# YUASA Battery on EU7000is



## StormReady (Aug 21, 2021)

My first EU7000 YUASA battery lasted 2 1/2 years with a Battery Minder attached that entire time - Battery Minder charges and desulfates. Disappointed on battery life and replaced with one from Amazon for just over $30 with same specs. Sold the gen for same model with recent upgrades and it has the YUASA battery. Is there a better replacement battery as I expect the YUASA not to last very long?


----------



## Dutchy491 (Sep 18, 2019)

Yuasa is a good name battery, been around a long time. And the maintainer is…? They’re not all created equal!!!


----------



## StormReady (Aug 21, 2021)

Guess so. But simply from the fact that the YUASA is a AGM type battery I expected more.


----------



## GenKnot (Dec 20, 2021)

Dutchy491 said:


> And the maintainer is…?


The OP said he had a Battery Minder. That is a top-of-the-line brand.

Battery Tender is another good brand.


----------



## OrlyP (Oct 19, 2021)

Why replace a brand new battery now? You already paid for it so I would just use it. 2 or 3 years down the road, you can replace it with a LiFePO4 battery.


----------



## speedy2019 (Jan 29, 2019)

The original battery that came witth my cheap generator is still going strong 3yrs now and I havent use the gen what I bought it for yet and that is power outages, so battery only charges for about 20mins a month on exercise runs... I will prob replace it come winter time as It cant last much longer surely.


----------



## StormReady (Aug 21, 2021)

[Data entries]
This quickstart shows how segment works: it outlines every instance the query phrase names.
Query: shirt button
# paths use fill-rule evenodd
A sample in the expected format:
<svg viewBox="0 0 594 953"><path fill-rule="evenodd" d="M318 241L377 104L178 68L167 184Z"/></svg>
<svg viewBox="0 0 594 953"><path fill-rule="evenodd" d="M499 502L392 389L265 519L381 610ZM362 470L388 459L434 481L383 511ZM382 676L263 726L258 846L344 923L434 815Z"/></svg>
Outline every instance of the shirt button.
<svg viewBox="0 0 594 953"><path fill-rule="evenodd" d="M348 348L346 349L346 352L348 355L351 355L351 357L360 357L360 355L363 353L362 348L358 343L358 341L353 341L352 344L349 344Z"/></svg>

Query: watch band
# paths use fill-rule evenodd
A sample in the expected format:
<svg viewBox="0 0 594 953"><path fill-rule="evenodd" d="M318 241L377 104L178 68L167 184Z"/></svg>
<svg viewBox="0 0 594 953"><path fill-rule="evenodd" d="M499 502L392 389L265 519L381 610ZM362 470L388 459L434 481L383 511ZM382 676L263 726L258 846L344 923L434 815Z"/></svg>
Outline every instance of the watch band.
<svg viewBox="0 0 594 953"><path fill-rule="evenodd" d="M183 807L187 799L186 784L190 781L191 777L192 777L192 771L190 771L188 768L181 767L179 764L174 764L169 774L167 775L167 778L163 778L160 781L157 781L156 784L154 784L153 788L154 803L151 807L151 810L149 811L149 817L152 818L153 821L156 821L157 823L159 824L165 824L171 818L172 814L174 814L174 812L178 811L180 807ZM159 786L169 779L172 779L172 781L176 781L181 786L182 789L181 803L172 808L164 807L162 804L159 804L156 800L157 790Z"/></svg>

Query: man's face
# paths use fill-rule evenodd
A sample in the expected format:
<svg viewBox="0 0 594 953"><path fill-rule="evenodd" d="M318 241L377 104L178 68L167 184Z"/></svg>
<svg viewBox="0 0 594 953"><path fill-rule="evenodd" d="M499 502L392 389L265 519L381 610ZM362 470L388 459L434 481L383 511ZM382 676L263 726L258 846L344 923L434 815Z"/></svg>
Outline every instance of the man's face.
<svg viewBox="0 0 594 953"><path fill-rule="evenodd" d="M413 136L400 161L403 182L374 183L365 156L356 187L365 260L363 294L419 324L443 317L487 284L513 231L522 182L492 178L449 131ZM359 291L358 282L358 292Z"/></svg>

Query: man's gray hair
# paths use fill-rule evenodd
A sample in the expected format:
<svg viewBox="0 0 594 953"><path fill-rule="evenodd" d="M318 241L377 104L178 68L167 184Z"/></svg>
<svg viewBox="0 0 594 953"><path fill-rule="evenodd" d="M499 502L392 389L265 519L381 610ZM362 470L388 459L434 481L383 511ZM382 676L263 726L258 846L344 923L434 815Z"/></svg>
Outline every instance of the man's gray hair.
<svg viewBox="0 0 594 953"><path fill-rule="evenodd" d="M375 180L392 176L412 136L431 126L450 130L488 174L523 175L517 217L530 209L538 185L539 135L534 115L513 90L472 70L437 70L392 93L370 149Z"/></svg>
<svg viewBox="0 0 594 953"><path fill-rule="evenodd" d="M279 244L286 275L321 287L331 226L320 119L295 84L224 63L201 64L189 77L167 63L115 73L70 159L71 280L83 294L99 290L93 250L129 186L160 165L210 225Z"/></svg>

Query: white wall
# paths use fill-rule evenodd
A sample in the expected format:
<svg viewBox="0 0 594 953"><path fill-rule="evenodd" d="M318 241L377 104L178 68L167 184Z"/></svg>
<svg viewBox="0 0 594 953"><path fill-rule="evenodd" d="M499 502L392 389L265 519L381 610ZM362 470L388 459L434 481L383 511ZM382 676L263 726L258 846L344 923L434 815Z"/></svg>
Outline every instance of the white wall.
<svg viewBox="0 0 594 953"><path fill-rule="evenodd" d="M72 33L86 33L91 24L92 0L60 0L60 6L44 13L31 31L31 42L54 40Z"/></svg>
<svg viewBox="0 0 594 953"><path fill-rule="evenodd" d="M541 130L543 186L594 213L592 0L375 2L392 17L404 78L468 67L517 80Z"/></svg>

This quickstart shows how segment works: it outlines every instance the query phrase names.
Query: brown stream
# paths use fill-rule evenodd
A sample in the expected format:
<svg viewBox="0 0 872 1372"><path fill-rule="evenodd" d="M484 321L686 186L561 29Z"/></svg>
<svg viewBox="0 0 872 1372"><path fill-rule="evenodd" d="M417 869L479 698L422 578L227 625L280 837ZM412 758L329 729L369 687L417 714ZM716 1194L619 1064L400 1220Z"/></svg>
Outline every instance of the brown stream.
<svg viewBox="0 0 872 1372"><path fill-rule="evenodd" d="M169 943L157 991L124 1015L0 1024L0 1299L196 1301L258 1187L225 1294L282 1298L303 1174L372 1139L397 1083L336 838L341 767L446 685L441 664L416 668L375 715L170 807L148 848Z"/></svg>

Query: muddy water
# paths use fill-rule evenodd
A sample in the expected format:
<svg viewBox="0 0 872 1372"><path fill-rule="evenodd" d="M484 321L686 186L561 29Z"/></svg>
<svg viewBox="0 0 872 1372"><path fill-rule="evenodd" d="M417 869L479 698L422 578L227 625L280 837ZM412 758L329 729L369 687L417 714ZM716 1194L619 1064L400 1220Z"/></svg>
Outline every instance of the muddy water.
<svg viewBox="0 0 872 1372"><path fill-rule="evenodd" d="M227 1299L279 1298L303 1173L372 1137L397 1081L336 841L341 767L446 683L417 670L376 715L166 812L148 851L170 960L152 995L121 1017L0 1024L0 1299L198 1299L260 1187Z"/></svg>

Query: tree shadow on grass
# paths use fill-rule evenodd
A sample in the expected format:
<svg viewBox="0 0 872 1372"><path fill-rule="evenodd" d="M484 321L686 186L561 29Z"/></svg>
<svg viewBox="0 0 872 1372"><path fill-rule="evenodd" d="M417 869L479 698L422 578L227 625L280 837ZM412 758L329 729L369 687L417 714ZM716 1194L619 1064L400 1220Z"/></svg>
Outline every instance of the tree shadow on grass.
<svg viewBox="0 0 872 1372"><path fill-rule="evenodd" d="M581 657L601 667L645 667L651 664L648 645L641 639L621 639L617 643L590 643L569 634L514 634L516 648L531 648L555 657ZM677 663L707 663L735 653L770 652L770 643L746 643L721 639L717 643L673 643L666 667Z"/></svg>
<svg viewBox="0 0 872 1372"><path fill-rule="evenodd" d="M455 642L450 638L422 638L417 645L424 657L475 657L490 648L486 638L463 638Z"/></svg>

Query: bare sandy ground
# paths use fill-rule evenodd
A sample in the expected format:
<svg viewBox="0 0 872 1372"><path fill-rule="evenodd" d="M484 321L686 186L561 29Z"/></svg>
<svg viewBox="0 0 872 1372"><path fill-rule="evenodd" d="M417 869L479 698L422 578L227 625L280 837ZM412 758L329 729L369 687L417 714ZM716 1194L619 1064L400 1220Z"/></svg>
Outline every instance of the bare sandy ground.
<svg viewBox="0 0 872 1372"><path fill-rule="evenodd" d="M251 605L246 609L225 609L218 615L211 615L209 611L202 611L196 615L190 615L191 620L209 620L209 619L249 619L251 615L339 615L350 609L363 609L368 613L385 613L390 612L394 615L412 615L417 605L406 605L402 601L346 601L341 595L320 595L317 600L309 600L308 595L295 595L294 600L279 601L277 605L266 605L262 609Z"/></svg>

Request 1:
Answer these questions about the YUASA battery thread:
(a) How long did StormReady's first EU7000 YUASA battery last?
(b) What type of battery does StormReady say the YUASA is?
(c) What kind of battery does OrlyP suggest as a replacement two or three years later?
Request 2: Transcribe the YUASA battery thread, starting at "# YUASA Battery" and ending at "(Sep 18, 2019)".

Task solution 1:
(a) 2 1/2 years
(b) An AGM type battery
(c) A LiFePO4 battery

Task solution 2:
# YUASA Battery on EU7000is



## StormReady (Aug 21, 2021)

My first EU7000 YUASA battery lasted 2 1/2 years with a Battery Minder attached that entire time - Battery Minder charges and desulfates. Disappointed on battery life and replaced with one from Amazon for just over $30 with same specs. Sold the gen for same model with recent upgrades and it has the YUASA battery. Is there a better replacement battery as I expect the YUASA not to last very long?


----------



## Dutchy491 (Sep 18, 2019)